◆ Aufgabentext ◆
....
Modell 1: Nach Abschluss des 1. Studienabschnitts für Humanmedizin und ab Eintritt in den 2. Studienabschnitt können sich Studierende bis zur Beendigung des Studiums (6. Studienjahr) um ein Stipendium in Form eines Fixbezuges von 950 Euro brutto (12-malig) bewerben. Im Gegenzug verpflichten sich die Studierenden, das Klinisch Praktische Jahr (KPJ) in der KAGes zu absolvieren und ab Beendigung des Studiums – abhängig von der Anzahl der Monate, für die ein Stipendium bezahlt wurde – bei der KAGes als zugewiesene Landesvertragsbedienstete im Rahmen eines vollzeitbeschäftigten Dienstverhältnisses ärztlich tätig zu sein.
Modell 2: Bewerben sich Studierende erst ab Beginn des 6. Studienjahres (Beginn des Klinisch Praktischen Jahres) bis zur Beendigung des Studiums um ein Stipendium, so kann dieses in Form eines Fixbezuges von 2.200 Euro brutto für 12 Monate gewährt werden. Im Gegenzug verpflichten sich die Studierenden ab Beendigung des Studiums für die Dauer von 42 Monaten bei der KAGes als zugewiesene Landesvertragsbedienstete im Rahmen eines vollzeitbeschäftigten Dienstverhältnisses ärztlich tätig zu sein.
- Zehn neue Ausbildungsstellen für Fachärztinnen/Fachärzte in psychiatrische Sonderfächern – 8,04 Millionen Euro
Der Bedarf an psychiatrischer Versorgung steigt. Maßnahmen in Umsetzung des Regionalen Strukturplans Gesundheit (RSG-St 2025, V 1.2) benötigen ebenfalls ein Mehr an Fachärztinnen und -ärzten für Psychiatrie und psychotherapeutische Medizin. Da die Ausbildung jedoch sechs Jahre dauert, sind bereits jetzt die Ausbildungskapazitäten zu erhöhen. Daher werden zehn zusätzliche Ausbildungsstellen für Turnusärztinnen und -ärzte zur fachärztlichen Ausbildung für Psychiatrie und psychotherapeutische Medizin respektive für Kinder- und Jugendpsychiatrie und -psychotherapeutische Medizin in der KAGes geschaffen und finanziert. Dazu werden die Dienstpostenpläne am LKH-Univ. Klinikum Graz sowie LKH Graz II um zehn Vollzeitäquivalente aufgestockt. Turnusärztinnen und -ärzte, die auf diesen zusätzlichen Ausbildungsstellen ihre Ausbildung absolvieren, müssen sich im Vorfeld verpflichten, über einen definierten Zeitraum in einer Krankenanstalt der KAGes tätig zu sein. Dieses Modell ist vergleichbar dem, wie es zur Minderung des Mangels an Fachärztinnen und Fachärzten für Kinder- und Jugendliche bereits umgesetzt wird. Die Zulässigkeit dieser Verpflichtung wurde bereits von der Abteilung 8 Gesundheit, Pflege und Wissenschaft sowie von der Fachabteilung Verfassungsdienst (VD) geprüft.
....
◆ Datensätze ◆
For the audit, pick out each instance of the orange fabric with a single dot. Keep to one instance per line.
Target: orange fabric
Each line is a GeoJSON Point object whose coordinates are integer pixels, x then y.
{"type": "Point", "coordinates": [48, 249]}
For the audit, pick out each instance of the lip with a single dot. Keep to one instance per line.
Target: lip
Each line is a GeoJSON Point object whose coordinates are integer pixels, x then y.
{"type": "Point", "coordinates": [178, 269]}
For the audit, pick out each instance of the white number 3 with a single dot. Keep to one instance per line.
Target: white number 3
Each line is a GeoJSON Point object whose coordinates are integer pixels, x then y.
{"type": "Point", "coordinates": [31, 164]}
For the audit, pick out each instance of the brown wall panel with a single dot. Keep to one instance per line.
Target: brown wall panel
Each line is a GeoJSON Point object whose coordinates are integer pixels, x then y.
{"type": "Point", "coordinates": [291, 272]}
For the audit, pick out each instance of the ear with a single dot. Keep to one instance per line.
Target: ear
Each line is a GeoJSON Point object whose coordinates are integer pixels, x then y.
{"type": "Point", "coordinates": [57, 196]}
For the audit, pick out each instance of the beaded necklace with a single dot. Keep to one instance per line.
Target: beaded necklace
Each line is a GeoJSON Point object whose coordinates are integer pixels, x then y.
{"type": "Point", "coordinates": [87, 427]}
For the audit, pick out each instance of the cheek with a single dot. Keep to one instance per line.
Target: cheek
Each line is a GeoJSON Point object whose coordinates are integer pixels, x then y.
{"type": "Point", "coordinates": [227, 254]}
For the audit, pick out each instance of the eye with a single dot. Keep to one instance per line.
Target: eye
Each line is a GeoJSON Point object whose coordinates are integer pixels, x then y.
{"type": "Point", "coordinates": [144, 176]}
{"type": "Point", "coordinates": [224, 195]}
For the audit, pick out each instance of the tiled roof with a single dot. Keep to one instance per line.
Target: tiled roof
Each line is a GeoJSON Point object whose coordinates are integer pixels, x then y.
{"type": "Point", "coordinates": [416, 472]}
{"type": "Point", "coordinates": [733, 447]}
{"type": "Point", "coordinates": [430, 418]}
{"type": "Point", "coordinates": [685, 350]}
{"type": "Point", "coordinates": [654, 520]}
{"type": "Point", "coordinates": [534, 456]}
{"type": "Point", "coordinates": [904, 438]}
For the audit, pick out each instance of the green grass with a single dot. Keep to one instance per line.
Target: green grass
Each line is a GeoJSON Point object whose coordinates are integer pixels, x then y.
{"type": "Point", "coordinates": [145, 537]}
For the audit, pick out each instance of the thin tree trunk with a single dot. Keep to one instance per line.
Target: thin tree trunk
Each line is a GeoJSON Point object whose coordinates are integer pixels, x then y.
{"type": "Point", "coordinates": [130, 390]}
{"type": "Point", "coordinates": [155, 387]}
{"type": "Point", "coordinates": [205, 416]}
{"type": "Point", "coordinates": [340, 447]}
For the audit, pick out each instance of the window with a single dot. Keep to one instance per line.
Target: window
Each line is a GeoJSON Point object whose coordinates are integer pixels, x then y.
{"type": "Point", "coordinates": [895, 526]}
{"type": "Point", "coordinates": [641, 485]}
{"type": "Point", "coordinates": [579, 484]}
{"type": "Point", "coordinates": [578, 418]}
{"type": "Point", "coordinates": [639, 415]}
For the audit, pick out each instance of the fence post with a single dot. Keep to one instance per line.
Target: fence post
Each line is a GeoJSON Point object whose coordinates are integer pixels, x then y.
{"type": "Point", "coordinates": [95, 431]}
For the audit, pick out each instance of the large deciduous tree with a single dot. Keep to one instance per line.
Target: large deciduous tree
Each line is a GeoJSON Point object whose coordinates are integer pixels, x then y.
....
◆ Arbeitsanweisung ◆
Entscheiden Sie, ob die folgenden Aussagen mit dem Aufgabentext übereinstimmen, und belegen Sie jede Antwort (Ja oder Nein) mit den ausschlaggebenden Worten aus dem Aufgabentext als wörtliches Zitat: (a) Nach Modell 2 wird ein Fixbezug von 2.200 Euro brutto für 12 Monate gewährt. (b) Die fachärztliche Ausbildung für Psychiatrie dauert vier Jahre. (c) Die Dienstpostenpläne werden ausschließlich am LKH-Univ. Klinikum Graz aufgestockt.

◆ Lösung ◆
(a) Ja: „in Form eines Fixbezuges von 2.200 Euro brutto für 12 Monate gewährt werden“
(b) Nein: „Da die Ausbildung jedoch sechs Jahre dauert“
(c) Nein: „am LKH-Univ. Klinikum Graz sowie LKH Graz II um zehn Vollzeitäquivalente aufgestockt“